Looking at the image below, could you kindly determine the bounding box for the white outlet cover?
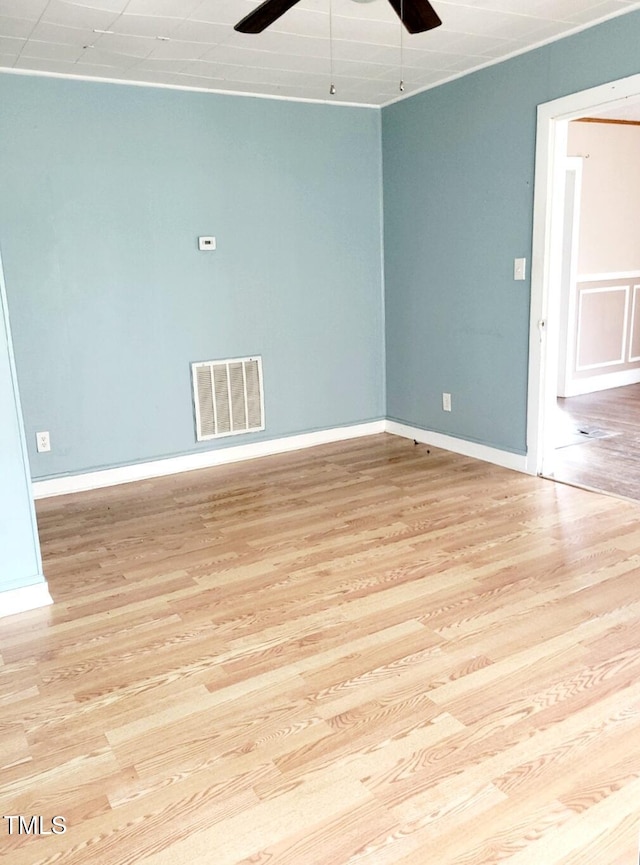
[36,432,51,454]
[513,258,527,281]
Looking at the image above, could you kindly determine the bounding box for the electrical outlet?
[36,432,51,454]
[513,258,527,281]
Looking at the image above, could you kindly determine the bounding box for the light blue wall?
[382,12,640,453]
[0,260,44,592]
[0,74,385,478]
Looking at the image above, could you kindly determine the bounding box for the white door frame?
[526,75,640,474]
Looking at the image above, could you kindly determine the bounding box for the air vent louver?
[191,357,264,441]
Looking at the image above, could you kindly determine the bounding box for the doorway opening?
[527,75,640,499]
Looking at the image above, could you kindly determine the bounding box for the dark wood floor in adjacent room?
[0,435,640,865]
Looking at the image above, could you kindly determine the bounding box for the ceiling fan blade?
[389,0,442,33]
[233,0,302,33]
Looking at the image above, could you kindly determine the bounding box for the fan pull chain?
[398,0,404,93]
[329,0,336,96]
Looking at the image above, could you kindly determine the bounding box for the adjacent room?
[0,0,640,865]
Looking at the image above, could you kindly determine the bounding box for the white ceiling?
[0,0,640,105]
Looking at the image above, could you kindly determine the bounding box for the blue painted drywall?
[382,12,640,453]
[0,74,385,478]
[0,253,44,592]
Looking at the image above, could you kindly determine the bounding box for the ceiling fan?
[233,0,442,33]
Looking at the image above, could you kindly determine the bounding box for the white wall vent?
[191,357,264,441]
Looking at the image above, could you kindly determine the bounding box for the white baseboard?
[0,582,53,618]
[386,420,532,474]
[32,420,385,499]
[558,369,640,397]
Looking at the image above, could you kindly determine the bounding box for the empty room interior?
[0,0,640,865]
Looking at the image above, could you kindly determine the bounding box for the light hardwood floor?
[0,435,640,865]
[553,384,640,501]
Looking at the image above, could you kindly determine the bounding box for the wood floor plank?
[0,435,640,865]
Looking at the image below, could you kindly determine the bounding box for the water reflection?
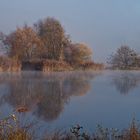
[0,72,96,121]
[112,72,140,95]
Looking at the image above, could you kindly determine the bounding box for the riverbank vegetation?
[108,46,140,70]
[0,113,140,140]
[0,17,103,72]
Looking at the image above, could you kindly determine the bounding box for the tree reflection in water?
[0,72,96,121]
[112,72,140,95]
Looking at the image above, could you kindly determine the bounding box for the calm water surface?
[0,71,140,134]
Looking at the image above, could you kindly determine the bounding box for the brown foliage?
[43,60,72,72]
[64,43,92,65]
[35,18,69,60]
[0,57,21,72]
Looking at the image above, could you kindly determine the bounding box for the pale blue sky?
[0,0,140,62]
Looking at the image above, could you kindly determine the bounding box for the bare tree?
[108,46,137,69]
[64,43,92,65]
[35,17,68,60]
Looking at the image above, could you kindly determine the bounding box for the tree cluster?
[108,46,140,70]
[0,17,92,70]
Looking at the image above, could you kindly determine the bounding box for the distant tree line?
[0,17,103,71]
[108,46,140,70]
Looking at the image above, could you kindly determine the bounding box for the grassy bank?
[0,57,104,72]
[0,113,140,140]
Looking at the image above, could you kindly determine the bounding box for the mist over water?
[0,71,140,131]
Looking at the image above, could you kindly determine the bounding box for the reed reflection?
[112,72,140,95]
[0,72,96,121]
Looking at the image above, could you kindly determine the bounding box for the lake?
[0,71,140,133]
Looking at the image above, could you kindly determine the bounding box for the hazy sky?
[0,0,140,62]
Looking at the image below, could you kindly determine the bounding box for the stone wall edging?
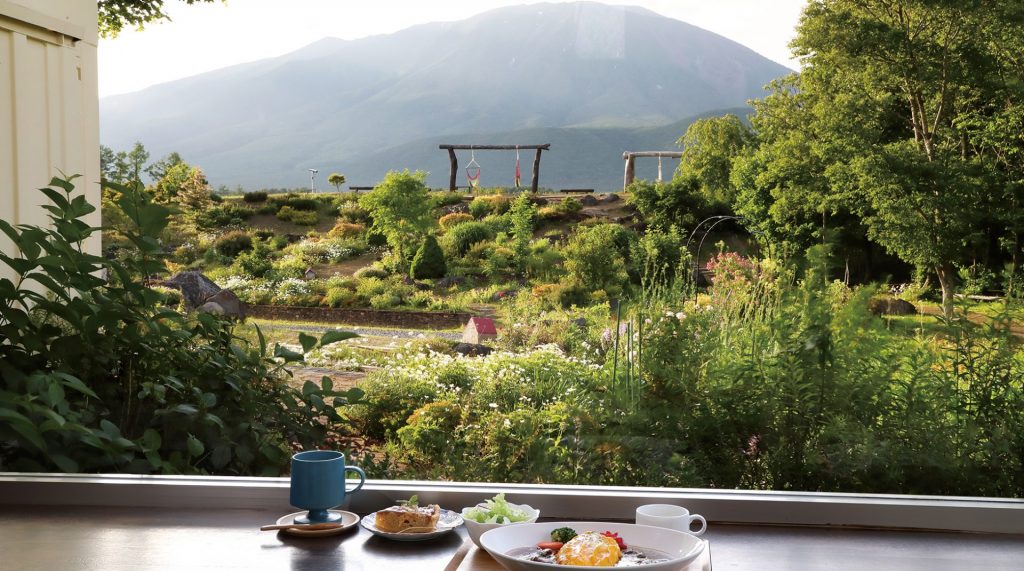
[246,305,473,330]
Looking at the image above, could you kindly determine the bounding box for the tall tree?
[145,151,184,180]
[730,75,838,258]
[327,173,345,192]
[676,114,754,207]
[96,0,216,38]
[793,0,1024,315]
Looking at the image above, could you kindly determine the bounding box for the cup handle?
[687,514,708,535]
[345,466,367,493]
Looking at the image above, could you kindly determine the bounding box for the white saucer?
[359,510,463,541]
[278,510,359,537]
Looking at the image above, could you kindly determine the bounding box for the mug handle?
[686,514,708,535]
[345,466,364,495]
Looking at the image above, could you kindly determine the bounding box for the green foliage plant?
[0,178,361,476]
[563,223,629,297]
[359,171,434,268]
[443,222,495,258]
[409,235,447,279]
[509,193,537,272]
[437,212,473,230]
[626,176,709,228]
[213,230,253,258]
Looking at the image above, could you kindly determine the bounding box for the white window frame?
[0,473,1024,534]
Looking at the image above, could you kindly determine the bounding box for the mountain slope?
[339,107,751,191]
[100,2,788,186]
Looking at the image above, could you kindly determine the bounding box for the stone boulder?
[199,290,246,319]
[161,271,246,319]
[867,298,918,315]
[162,271,220,311]
[454,343,494,357]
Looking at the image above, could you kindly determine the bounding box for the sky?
[99,0,807,97]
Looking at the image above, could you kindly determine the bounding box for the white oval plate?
[480,522,705,571]
[359,510,463,541]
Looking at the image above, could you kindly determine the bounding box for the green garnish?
[465,493,529,524]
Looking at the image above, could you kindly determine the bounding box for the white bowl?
[462,503,541,547]
[479,522,705,571]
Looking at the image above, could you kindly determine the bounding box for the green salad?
[463,493,529,524]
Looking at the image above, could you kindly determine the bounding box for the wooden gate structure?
[623,150,683,190]
[437,143,551,193]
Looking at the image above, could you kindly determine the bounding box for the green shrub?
[352,266,390,278]
[242,190,267,204]
[278,206,319,226]
[409,236,447,279]
[444,222,495,258]
[351,370,438,440]
[430,190,462,208]
[0,178,361,476]
[327,220,367,237]
[234,244,273,277]
[563,224,628,296]
[270,198,319,212]
[469,196,492,220]
[338,202,371,225]
[196,204,253,229]
[370,292,401,309]
[322,288,359,307]
[626,176,711,228]
[437,212,473,230]
[213,230,253,258]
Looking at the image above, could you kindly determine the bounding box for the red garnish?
[601,531,626,550]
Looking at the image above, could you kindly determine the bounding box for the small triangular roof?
[467,317,498,335]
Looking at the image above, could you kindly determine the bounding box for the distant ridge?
[100,2,790,188]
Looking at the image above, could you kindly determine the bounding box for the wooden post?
[623,155,636,190]
[449,148,459,190]
[529,148,544,194]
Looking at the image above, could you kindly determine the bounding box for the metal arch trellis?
[685,214,771,303]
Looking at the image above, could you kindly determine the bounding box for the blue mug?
[290,450,367,524]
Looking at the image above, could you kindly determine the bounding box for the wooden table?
[0,506,1024,571]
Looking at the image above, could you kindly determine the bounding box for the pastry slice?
[374,503,441,533]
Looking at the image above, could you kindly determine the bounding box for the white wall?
[0,0,100,276]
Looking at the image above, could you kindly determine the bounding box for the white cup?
[637,503,708,535]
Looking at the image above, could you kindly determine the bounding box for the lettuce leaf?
[465,493,529,524]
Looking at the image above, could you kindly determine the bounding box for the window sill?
[0,473,1024,534]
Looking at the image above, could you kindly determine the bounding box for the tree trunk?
[935,264,953,319]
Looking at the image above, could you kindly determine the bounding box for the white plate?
[278,510,359,537]
[359,510,463,541]
[480,522,705,571]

※

WHAT THE TASK ASKS
Rewrite every line of the records above as a Markdown table with the columns Row and Text, numbering the rows in order and skipping blank lines. Leave the pictures out.

RESPONSE BELOW
| Row | Text |
|---|---|
| 1 | Looking at the image below, could you kindly determine the bounding box for the white outlet cover? |
| 2 | [36,432,51,454] |
| 3 | [513,258,527,281] |
| 4 | Looking at the image above, could you kindly determine the bounding box for the electrical outlet? |
| 5 | [36,432,51,454] |
| 6 | [513,258,527,281] |
| 7 | Looking at the image above, could you kindly determine the bounding box for the light blue wall? |
| 8 | [382,12,640,453] |
| 9 | [0,260,44,592] |
| 10 | [0,74,385,478] |
| 11 | Looking at the image above, could you kindly determine the bounding box for the white door frame? |
| 12 | [526,75,640,474] |
| 13 | Looking at the image above, could you kindly determine the bounding box for the air vent louver? |
| 14 | [191,357,264,441] |
| 15 | Looking at the image above, could you kindly determine the bounding box for the doorway opening? |
| 16 | [527,75,640,499] |
| 17 | Looking at the image above, could you kindly determine the bounding box for the dark wood floor in adjacent room? |
| 18 | [0,435,640,865] |
| 19 | Looking at the image above, could you kindly determine the bounding box for the ceiling fan blade? |
| 20 | [389,0,442,33] |
| 21 | [233,0,302,33] |
| 22 | Looking at the image above, could you kindly determine the bounding box for the fan pull chain? |
| 23 | [398,0,404,93] |
| 24 | [329,0,336,96] |
| 25 | Looking at the image above, could you kindly determine the bounding box for the adjacent room? |
| 26 | [0,0,640,865] |
| 27 | Looking at the image above, could you kindly determine the bounding box for the white ceiling? |
| 28 | [0,0,640,105] |
| 29 | Looking at the image above, could you kindly determine the bounding box for the blue painted drywall? |
| 30 | [382,12,640,453] |
| 31 | [0,74,385,478] |
| 32 | [0,253,44,592] |
| 33 | Looking at the image above, could you kindly determine the bounding box for the ceiling fan? |
| 34 | [233,0,442,33] |
| 35 | Looking at the image above, could you kindly determine the bounding box for the white wall vent? |
| 36 | [191,357,264,441] |
| 37 | Looking at the image above, could you kindly determine the bounding box for the white baseboard? |
| 38 | [0,582,53,618] |
| 39 | [386,420,532,474] |
| 40 | [32,420,385,499] |
| 41 | [558,369,640,397] |
| 42 | Looking at the image above, could you kindly determine the bounding box for the empty room interior? |
| 43 | [0,0,640,865] |
| 44 | Looking at the image above, could you kindly determine the bounding box for the light hardwood floor? |
| 45 | [0,435,640,865] |
| 46 | [553,384,640,501] |
| 47 | Looking at the image above, could you kindly determine the bounding box for the wood floor plank? |
| 48 | [0,435,640,865] |
| 49 | Looking at the image below, could you kindly determine the bounding box for the water reflection? |
| 50 | [0,72,96,121] |
| 51 | [112,72,140,95] |
| 52 | Looking at the image above, could you kindly determine the bounding box for the riverbank vegetation? |
| 53 | [108,46,140,70] |
| 54 | [0,113,140,140] |
| 55 | [0,17,103,72] |
| 56 | Looking at the image above, could you kindly determine the bounding box for the tree reflection in water? |
| 57 | [0,72,96,121] |
| 58 | [112,72,140,95] |
| 59 | Looking at the image above, could you kindly determine the bounding box for the calm water surface? |
| 60 | [0,71,140,134] |
| 61 | Looking at the image above, could you kindly determine the bounding box for the brown foliage? |
| 62 | [43,60,72,72] |
| 63 | [64,43,92,65] |
| 64 | [35,18,69,60] |
| 65 | [0,57,21,72] |
| 66 | Looking at the image above, could you kindly determine the bounding box for the pale blue sky? |
| 67 | [0,0,140,62] |
| 68 | Looking at the image above, could you kindly determine the bounding box for the bare tree? |
| 69 | [108,46,137,69] |
| 70 | [64,43,92,65] |
| 71 | [35,17,68,60] |
| 72 | Looking at the image above, could you kindly determine the bounding box for the tree cluster? |
| 73 | [108,46,140,70] |
| 74 | [0,17,92,70] |
| 75 | Looking at the image above, could you kindly determine the bounding box for the distant tree line? |
| 76 | [0,17,103,71] |
| 77 | [108,46,140,70] |
| 78 | Looking at the image above, could you kindly determine the bounding box for the grassy bank? |
| 79 | [0,57,104,72] |
| 80 | [0,113,140,140] |
| 81 | Looking at the image above, could you kindly determine the bounding box for the mist over water? |
| 82 | [0,71,140,131] |
| 83 | Looking at the image above, could you kindly determine the bounding box for the reed reflection? |
| 84 | [112,72,140,95] |
| 85 | [0,72,96,121] |
| 86 | Looking at the image above, could you kindly determine the bounding box for the lake? |
| 87 | [0,71,140,133] |
| 88 | Looking at the image above, could you kindly determine the bounding box for the hazy sky? |
| 89 | [0,0,140,62] |
| 90 | Looking at the image below, could you kindly determine the bounding box for the stone wall edging? |
| 91 | [246,305,473,330] |
| 92 | Looking at the image above, could you kindly determine the bounding box for the tall tree? |
| 93 | [145,151,184,180] |
| 94 | [730,75,838,258] |
| 95 | [327,173,345,192] |
| 96 | [676,114,754,207] |
| 97 | [96,0,216,38] |
| 98 | [793,0,1024,315] |
| 99 | Looking at the image above, could you kindly determine the bounding box for the cup handle? |
| 100 | [687,514,708,535] |
| 101 | [345,466,367,493] |
| 102 | Looking at the image above, could you kindly determine the bounding box for the white saucer? |
| 103 | [359,510,463,541] |
| 104 | [278,510,359,537] |
| 105 | Looking at the image above, could you kindly determine the bounding box for the mug handle? |
| 106 | [686,514,708,535] |
| 107 | [345,466,364,495] |
| 108 | Looking at the image above, could you kindly determine the bounding box for the green foliage plant? |
| 109 | [0,178,361,476] |
| 110 | [563,223,629,297] |
| 111 | [359,171,434,268] |
| 112 | [443,222,495,258] |
| 113 | [409,235,447,279] |
| 114 | [509,193,537,272] |
| 115 | [437,212,473,230] |
| 116 | [626,176,709,228] |
| 117 | [213,230,253,258] |
| 118 | Looking at the image above, could you kindly determine the bounding box for the white window frame? |
| 119 | [0,473,1024,534] |
| 120 | Looking at the image above, could you kindly determine the bounding box for the mountain slope? |
| 121 | [339,107,751,191] |
| 122 | [100,2,788,186] |
| 123 | Looking at the image above, could you kindly determine the bounding box for the stone boulder? |
| 124 | [199,290,246,319] |
| 125 | [161,271,246,319] |
| 126 | [867,298,918,315] |
| 127 | [162,271,220,311] |
| 128 | [454,343,494,357] |
| 129 | Looking at the image above, could you kindly determine the bounding box for the sky? |
| 130 | [99,0,807,97] |
| 131 | Looking at the image above, could you kindly determine the bounding box for the white oval plate? |
| 132 | [480,522,705,571] |
| 133 | [359,510,463,541] |
| 134 | Looking at the image above, could you kindly determine the bounding box for the green garnish? |
| 135 | [465,493,529,524] |
| 136 | Looking at the image above, could you kindly determine the bounding box for the white bowl? |
| 137 | [462,503,541,547] |
| 138 | [479,522,705,571] |
| 139 | Looking at the image above, could you kindly determine the bounding box for the green salad? |
| 140 | [463,493,529,524] |
| 141 | Looking at the image above, could you kindly determine the bounding box for the wooden gate structure? |
| 142 | [623,150,683,190] |
| 143 | [437,143,551,193] |
| 144 | Looking at the image above, could you kindly determine the bounding box for the green shrub? |
| 145 | [352,266,390,278] |
| 146 | [242,190,267,204] |
| 147 | [278,206,319,226] |
| 148 | [409,236,447,279] |
| 149 | [444,222,495,258] |
| 150 | [351,370,438,440] |
| 151 | [430,190,462,208] |
| 152 | [0,178,361,476] |
| 153 | [327,220,367,237] |
| 154 | [234,244,273,277] |
| 155 | [563,224,628,296] |
| 156 | [270,198,319,212] |
| 157 | [469,196,492,220] |
| 158 | [338,202,371,225] |
| 159 | [196,204,253,229] |
| 160 | [370,292,401,309] |
| 161 | [322,288,359,307] |
| 162 | [626,176,711,228] |
| 163 | [437,212,473,230] |
| 164 | [213,230,253,258] |
| 165 | Looking at the image above, could you kindly determine the bounding box for the red garnish? |
| 166 | [601,531,626,550] |
| 167 | Looking at the image above, could you kindly determine the bounding box for the small triangular roof? |
| 168 | [467,317,498,335] |
| 169 | Looking at the image above, could you kindly determine the bounding box for the distant ridge? |
| 170 | [100,2,790,188] |
| 171 | Looking at the image above, could you kindly determine the bounding box for the wooden post? |
| 172 | [623,155,636,190] |
| 173 | [449,148,459,190] |
| 174 | [529,148,544,194] |
| 175 | Looking at the image above, could you kindly determine the bounding box for the metal arch trellis? |
| 176 | [685,214,771,303] |
| 177 | Looking at the image above, could you kindly determine the bounding box for the blue mug? |
| 178 | [290,450,367,524] |
| 179 | Looking at the image above, could you kindly determine the bounding box for the wooden table? |
| 180 | [0,506,1024,571] |
| 181 | Looking at the image above, could you kindly determine the bounding box for the pastry slice? |
| 182 | [374,503,441,533] |
| 183 | Looking at the image above, could you kindly determine the bounding box for the white wall? |
| 184 | [0,0,100,276] |
| 185 | Looking at the image above, could you kindly determine the bounding box for the white cup? |
| 186 | [637,503,708,535] |
| 187 | Looking at the image above, could you kindly determine the bounding box for the lettuce leaf? |
| 188 | [465,493,529,524] |
| 189 | Looking at the image above, could you kindly determine the bounding box for the window sill? |
| 190 | [0,473,1024,534] |
| 191 | Looking at the image above, could you kindly determine the bounding box for the tree trunk? |
| 192 | [935,264,953,319] |
| 193 | Looking at the image above, could you kindly determine the bounding box for the white plate? |
| 194 | [278,510,359,537] |
| 195 | [359,510,463,541] |
| 196 | [480,522,705,571] |